### [文書の抜粋]
+===+

ティモシー・スポールは彼のユニークなアプローチと緻密な研究とを組み合わせ、キャラクターの肌の下まで注意深く表現し、描写し、体現するために、洗練されたパフォーマンスのキャリアを築いています。
スポールは40年以上にわたり『ライフ・イズ・スイート』(1990)や『秘密と嘘』(1996)などで、市井の人物の複雑な姿をアートに昇華させてきました。
画像:『ターナー、光に愛を求めて』より
2014年、スポールはマイク・リー監督による『ターナー、光に愛を求めて』で、奇妙な風景画家として知られるジョゼフ・マロード・ウィリアム・ターナーを演じました。映画を作る前に研究と制作の一環として出演者は、撮影前に3年間ペインティングに取り組むことをリーに任されていました。
スポールはいつも一見“そんなに複雑ではない”退屈に感じられるキャラクターを繊細に演じ続けています。
そんなスポールは本作『Mrs Lowry & Son』にてキャンバスの前に戻り、イギリスの画家ローレンス・スティーヴン・ラウリーを演じます。

+===+

### [データ]
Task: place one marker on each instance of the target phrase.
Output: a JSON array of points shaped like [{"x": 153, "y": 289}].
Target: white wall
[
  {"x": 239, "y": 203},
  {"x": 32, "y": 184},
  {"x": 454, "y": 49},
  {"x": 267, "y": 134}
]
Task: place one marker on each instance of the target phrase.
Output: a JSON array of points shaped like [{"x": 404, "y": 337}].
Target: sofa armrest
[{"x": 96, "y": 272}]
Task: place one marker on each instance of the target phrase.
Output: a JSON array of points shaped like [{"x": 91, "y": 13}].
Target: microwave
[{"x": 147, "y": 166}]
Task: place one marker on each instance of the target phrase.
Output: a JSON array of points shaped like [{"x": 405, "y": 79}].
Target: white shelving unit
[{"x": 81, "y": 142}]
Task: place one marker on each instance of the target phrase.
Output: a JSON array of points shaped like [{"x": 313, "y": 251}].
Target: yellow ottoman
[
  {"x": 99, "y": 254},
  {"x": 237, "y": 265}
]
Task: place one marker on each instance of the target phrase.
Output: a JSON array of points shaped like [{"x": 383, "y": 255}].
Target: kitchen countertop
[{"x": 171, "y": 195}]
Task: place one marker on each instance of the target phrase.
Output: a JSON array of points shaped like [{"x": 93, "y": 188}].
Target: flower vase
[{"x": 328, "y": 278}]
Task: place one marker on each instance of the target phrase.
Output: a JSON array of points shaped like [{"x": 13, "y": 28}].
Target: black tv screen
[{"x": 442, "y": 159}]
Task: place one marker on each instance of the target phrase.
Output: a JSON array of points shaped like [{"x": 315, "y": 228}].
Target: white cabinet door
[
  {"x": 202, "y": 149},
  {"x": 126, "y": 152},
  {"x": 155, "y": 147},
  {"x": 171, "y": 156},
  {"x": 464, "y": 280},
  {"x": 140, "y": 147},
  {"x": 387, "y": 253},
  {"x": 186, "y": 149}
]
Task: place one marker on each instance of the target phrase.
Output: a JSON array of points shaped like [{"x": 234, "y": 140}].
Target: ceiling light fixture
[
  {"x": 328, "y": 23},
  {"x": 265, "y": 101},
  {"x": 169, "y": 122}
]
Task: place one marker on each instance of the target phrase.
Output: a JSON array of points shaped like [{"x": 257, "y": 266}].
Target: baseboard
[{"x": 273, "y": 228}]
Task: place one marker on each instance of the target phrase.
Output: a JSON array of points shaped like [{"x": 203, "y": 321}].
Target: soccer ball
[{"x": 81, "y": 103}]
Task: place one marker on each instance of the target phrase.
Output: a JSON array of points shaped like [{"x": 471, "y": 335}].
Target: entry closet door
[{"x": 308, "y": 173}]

+===+

### [指示]
A: ティモシー・スポールについての文章をもとに、次の問いに答えてください。
(i) 『ターナー、光に愛を求めて』でスポールが演じたのは誰ですか？
(ii) 文章に挙げられた『秘密と嘘』は何年の作品ですか？
(iii) 『Mrs Lowry & Son』でスポールが演じるイギリスの画家は誰ですか？
B: ティモシー・スポールについての文章の続きを、最後の文のあとから書いてください。

### [各設問の解答]
A:
(i) ジョゼフ・マロード・ウィリアム・ターナー
(ii) 1996年
(iii) ローレンス・スティーヴン・ラウリー

B:
演出家、劇場監督であるエイドリアン・ノーブルが手がけた『Mrs Lowry & Son』は、誤解され苦しみ続けた職人の姿を描きます。
ラウリーは他のすべての人間関係をないがしろにするほど母親と複雑な共依存の関係にありました。そして彼の作品は長い間正当な評価を得ることができず、批評家たちが奇妙で詩的な絵画を再評価し始めたのはラウリーの晩年のことでした。
スポールと共に出演するのは、『肉体の悪魔』(1971)『ジュリア』(1977)『アガサ 愛の失踪事件』(1979)などのイギリスの名女優ヴァネッサ・レッドグレイヴ。レッドグレイヴとの共演で生み出された本作は、スポール自身と彼が演じてきた素晴らしいキャラクターたちにとって一つの沸点となりました。
本作での役作りについて
FILMINKはスポールに、演技に込めた人間性、なぜ誤解され続けた画家を演じたのか、また“スーパーマーケットですれ違うタイプ”のキャラクターを映画に昇華させることについて話を伺いました。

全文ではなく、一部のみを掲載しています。